The problem
Every record listed below should be copied exactly.

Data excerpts

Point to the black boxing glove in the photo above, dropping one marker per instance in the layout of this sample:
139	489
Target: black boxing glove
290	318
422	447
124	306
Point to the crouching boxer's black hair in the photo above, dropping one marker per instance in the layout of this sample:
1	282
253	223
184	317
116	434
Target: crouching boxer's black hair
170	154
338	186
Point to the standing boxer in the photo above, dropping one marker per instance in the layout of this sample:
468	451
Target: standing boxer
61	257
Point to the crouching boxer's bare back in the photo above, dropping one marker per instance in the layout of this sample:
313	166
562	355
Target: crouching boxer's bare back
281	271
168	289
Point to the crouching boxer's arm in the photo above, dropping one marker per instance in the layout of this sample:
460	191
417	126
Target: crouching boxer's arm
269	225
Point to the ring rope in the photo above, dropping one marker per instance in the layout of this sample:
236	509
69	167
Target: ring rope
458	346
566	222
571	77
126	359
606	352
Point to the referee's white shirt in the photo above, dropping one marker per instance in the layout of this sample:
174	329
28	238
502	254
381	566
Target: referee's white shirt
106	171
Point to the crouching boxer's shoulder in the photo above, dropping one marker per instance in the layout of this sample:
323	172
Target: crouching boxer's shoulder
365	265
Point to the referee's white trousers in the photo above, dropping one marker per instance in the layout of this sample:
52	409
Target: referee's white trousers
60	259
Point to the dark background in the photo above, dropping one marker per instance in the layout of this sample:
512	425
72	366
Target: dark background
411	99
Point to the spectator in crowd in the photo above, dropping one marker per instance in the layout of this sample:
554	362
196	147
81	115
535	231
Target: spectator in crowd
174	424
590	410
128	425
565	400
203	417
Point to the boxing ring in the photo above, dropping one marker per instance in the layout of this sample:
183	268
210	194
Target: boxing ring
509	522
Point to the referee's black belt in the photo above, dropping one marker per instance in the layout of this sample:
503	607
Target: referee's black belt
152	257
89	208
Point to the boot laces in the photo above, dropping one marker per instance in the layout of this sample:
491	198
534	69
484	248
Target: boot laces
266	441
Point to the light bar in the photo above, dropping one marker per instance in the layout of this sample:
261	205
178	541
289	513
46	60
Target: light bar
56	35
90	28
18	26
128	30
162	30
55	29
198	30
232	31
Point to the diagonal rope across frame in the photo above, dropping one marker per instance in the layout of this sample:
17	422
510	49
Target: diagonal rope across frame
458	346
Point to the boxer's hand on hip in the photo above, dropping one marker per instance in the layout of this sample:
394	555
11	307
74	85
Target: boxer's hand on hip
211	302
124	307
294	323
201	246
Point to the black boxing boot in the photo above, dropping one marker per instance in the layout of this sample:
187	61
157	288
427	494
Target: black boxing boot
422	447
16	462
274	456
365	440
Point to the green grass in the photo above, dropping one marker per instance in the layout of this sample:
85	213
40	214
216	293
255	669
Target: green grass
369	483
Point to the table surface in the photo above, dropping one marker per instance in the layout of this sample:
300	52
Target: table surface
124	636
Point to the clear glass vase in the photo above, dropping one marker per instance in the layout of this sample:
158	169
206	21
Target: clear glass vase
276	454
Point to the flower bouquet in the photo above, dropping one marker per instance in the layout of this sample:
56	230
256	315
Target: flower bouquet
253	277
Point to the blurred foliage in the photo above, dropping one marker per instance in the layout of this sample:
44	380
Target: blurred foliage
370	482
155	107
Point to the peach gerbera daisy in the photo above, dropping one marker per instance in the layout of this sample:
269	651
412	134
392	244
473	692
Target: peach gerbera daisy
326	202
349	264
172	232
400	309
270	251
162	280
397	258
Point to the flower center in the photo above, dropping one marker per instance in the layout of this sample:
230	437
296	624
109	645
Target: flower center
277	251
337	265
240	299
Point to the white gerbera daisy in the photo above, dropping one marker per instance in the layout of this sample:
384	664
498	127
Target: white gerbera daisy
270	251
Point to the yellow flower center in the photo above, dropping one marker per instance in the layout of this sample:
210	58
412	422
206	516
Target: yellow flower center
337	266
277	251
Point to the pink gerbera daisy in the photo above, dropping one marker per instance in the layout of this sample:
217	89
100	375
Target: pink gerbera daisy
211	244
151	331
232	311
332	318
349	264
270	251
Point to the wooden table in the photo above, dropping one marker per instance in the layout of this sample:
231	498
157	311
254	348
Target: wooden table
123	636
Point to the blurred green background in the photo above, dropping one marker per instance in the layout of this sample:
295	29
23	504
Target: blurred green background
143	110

Expected answer
Point to the black boxing glove in the photo above, dropping one marker per instance in the layout of this sample:
139	489
Target: black boxing glove
290	318
422	447
124	306
Point to the crouching boxer's black hair in the photo above, dropping one marker per instance in the layout of this sample:
1	282
253	223
184	317
116	434
Target: crouching boxer's black hair
170	154
338	186
Point to the standing boxer in the photo above, dropping one marker per instance in the layout of this sample:
468	451
Target: standing boxer
61	257
Point to the crouching boxer's bare back in the photo above, dropping one marker per instance in the layout of this sample:
313	166
562	355
Target: crouching boxer's bare back
281	271
168	289
Point to the crouching boxer's arm in the photo above, dropping one marker per instance in the layout of this sample:
460	191
417	126
Target: crouching boxer's arm
269	225
Point to the ring rope in the photo above, dropping one marker per instance in the layout of this sample:
236	509
69	167
Target: ring rope
458	346
566	222
571	77
126	359
606	352
Point to the referee's white shirt in the photo above, dropping one marker per instance in the layout of this sample:
174	329
28	238
502	254
381	566
Target: referee's white shirt
106	171
Point to the crouching boxer's shoulder in the photo above, dropping one marker per instance in the layout of this sample:
323	172
Target: crouching boxer's shoulder
365	265
Point to the referee's white trousers in the photo above, dropping one marker per instance in the layout of this sample:
52	409
Target: referee's white trousers
60	259
Point to the dark background in the photo above, dropping one marker per instance in the layout of this sample:
512	425
72	366
Target: dark background
411	99
Point to the spectator in crowd in the photo above, dropping one marker per instance in the layout of this sample:
554	362
196	147
81	115
535	231
Target: spectator in crowd
174	424
590	410
128	425
565	400
203	417
Point to the boxing ring in the photo above, dropping one marker per instance in the layout of this sample:
183	268
210	194
Target: boxing ring
509	522
Point to the referee's black belt in the photo above, dropping one marker per instance in the layout of this sample:
503	607
Target: referee's black belt
152	257
89	208
Point to the boot laces in the photo above, dropping one marker per instance in the layout of this sample:
491	198
534	69
484	248
Target: boot laces
266	441
Point to the light bar in the photo above, dropping one marker per instance in the layout of this sample:
261	205
178	541
289	513
46	60
Target: light bar
56	35
90	28
18	26
128	30
162	30
55	29
198	30
232	31
Point to the diagonal rope across frame in the photo above, dropping one marker per instance in the layout of this sample:
17	422
510	49
Target: diagonal rope across frame
458	346
Point to the boxer's hand on hip in the photo above, dropping one marker per instance in the layout of this sample:
394	555
11	307
74	85
Target: boxer's hand on hip
211	302
124	307
294	323
201	246
Point to the black boxing boot in the photo above, dropping one marker per instance in the layout of this sample:
187	61
157	288
427	494
Target: black boxing boot
422	447
16	462
274	456
365	440
Point to the green grass in the photo above, dropping one marker per instance in the layout of this sample:
85	213
40	214
216	293
255	669
Target: green grass
369	483
Point to the table surface in the photo above, dropping one marker per instance in the layout of this sample:
300	52
Target: table surface
124	636
Point to the clear glass vase in the photo above, dropping one marker per instance in the layout of this sample:
158	169
206	21
Target: clear glass vase
276	454
Point to the flower bouquet in the photo above, dropping one marker per instance in the layout of this sample:
56	230
256	315
Target: flower bouquet
253	277
Point to the blurred foliage in the photo above, dropping one marker per instance in the layout of this sample:
44	380
Target: blurred foliage
370	482
155	107
Point to the peach gerbera daisy in the photo above, dropping one marker per instance in the layout of this sample:
269	651
412	134
392	244
473	692
Target: peach gerbera daisy
326	202
349	264
172	232
400	309
270	251
162	280
397	258
Point to the flower center in the photo above, dropping one marker per instance in the layout of this sample:
230	437
296	624
109	645
Target: flower center
277	251
337	265
240	299
Point to the white gerbera daisy in the photo above, dropping one marker per instance in the layout of this sample:
384	664
498	127
Target: white gerbera daisy
270	251
Point to the yellow flower center in the photo above, dropping one marker per instance in the layout of this sample:
210	58
412	422
206	516
Target: yellow flower center
337	266
277	251
Point to the pink gerbera daisy in the photo above, dropping one marker per instance in the layout of this sample:
217	89
100	375
Target: pink gerbera daisy
211	244
151	331
232	311
332	318
349	264
270	251
Point to the wooden table in the photo above, dropping one marker per instance in the layout of this sample:
231	498
157	311
254	348
Target: wooden table
123	636
Point to the blurred green background in the photo above, dropping one marker per instance in the layout of this sample:
295	29
23	504
Target: blurred green background
143	110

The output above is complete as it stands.